[Dataset entries]
-*-

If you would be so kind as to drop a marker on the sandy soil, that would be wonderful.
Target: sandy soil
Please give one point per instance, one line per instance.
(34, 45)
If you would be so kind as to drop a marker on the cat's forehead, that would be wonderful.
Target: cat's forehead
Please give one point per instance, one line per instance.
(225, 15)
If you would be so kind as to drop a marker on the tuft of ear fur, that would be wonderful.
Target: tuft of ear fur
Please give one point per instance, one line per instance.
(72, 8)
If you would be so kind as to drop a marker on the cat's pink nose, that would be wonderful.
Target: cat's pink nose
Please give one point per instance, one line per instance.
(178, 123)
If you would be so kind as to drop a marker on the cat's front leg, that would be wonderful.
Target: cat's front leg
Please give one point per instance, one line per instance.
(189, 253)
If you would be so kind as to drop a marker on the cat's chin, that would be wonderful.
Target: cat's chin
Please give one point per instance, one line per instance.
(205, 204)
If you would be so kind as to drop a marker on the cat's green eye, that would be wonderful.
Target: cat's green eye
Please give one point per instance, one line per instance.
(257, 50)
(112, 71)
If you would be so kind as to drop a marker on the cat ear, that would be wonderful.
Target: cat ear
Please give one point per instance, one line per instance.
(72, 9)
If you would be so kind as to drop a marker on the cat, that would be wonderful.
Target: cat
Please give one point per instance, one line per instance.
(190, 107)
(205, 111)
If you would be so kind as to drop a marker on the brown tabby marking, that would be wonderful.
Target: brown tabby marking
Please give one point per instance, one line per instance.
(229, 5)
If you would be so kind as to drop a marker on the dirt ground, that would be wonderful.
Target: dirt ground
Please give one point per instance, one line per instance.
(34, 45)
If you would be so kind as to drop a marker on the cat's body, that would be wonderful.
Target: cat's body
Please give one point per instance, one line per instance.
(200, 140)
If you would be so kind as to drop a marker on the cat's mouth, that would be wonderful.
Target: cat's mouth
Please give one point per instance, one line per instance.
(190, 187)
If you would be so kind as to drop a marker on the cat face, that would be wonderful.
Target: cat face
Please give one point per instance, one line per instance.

-*-

__About this exercise__
Repeat all of the records verbatim, leaving nothing out.

__Answer box__
If you would be so kind as to drop a marker on the sandy soil, that would be wonderful.
Target: sandy soil
Please give one point per instance, one line per instance.
(34, 45)
If you would be so kind as to drop a marker on the cat's forehead, that would be wonderful.
Target: cat's forehead
Please give one point per instance, one line per instance.
(225, 15)
If you would be so kind as to drop a marker on the tuft of ear fur, that would be wonderful.
Target: tuft of ear fur
Please give one point per instance, one line per instance.
(72, 8)
If you would be so kind as to drop a marker on the cat's pink nose, that would be wonderful.
Target: cat's pink nose
Please give one point per instance, one line per instance.
(178, 123)
If you would be so kind as to drop a marker on the cat's front leg, that would be wonderful.
Target: cat's front leg
Please give one point per instance, one line per instance.
(189, 253)
If you would be so kind as to drop a marker on the cat's chin, that would be wonderful.
Target: cat's chin
Please give one point per instance, one line per instance.
(205, 204)
If you would be so kind as to drop a marker on the cat's green eye, that would be wonderful.
Target: cat's green eye
Please give one point per instance, one line per instance.
(257, 50)
(112, 71)
If you would be so kind as to drop a marker on the cat ear, that would be wonderful.
Target: cat ear
Please give one point per instance, one line per instance.
(72, 9)
If you would be so kind as to drop a marker on the cat, that would be wonderful.
Target: cat
Please give one point per instance, one line per instance.
(190, 107)
(205, 111)
If you would be so kind as to drop a marker on the brown tabby marking, that would be wonderful.
Target: brown tabby marking
Please give one point per instance, one line per instance.
(229, 5)
If you would be so kind as to drop a marker on the dirt ground, that would be wonderful.
Target: dirt ground
Please give one point per instance, one line per instance.
(34, 45)
If you would be so kind as to drop a marker on the cat's body, that would be wonderful.
Target: cat's body
Please give one point per instance, one line per instance.
(200, 140)
If you would be so kind as to drop a marker on the cat's mouth, that would be wonderful.
Target: cat's mouth
Please give one point per instance, one line per instance.
(190, 187)
If you would be so kind as to drop a marker on the cat face, that would be wonderful.
Target: cat face
Please give one point per instance, one line per instance.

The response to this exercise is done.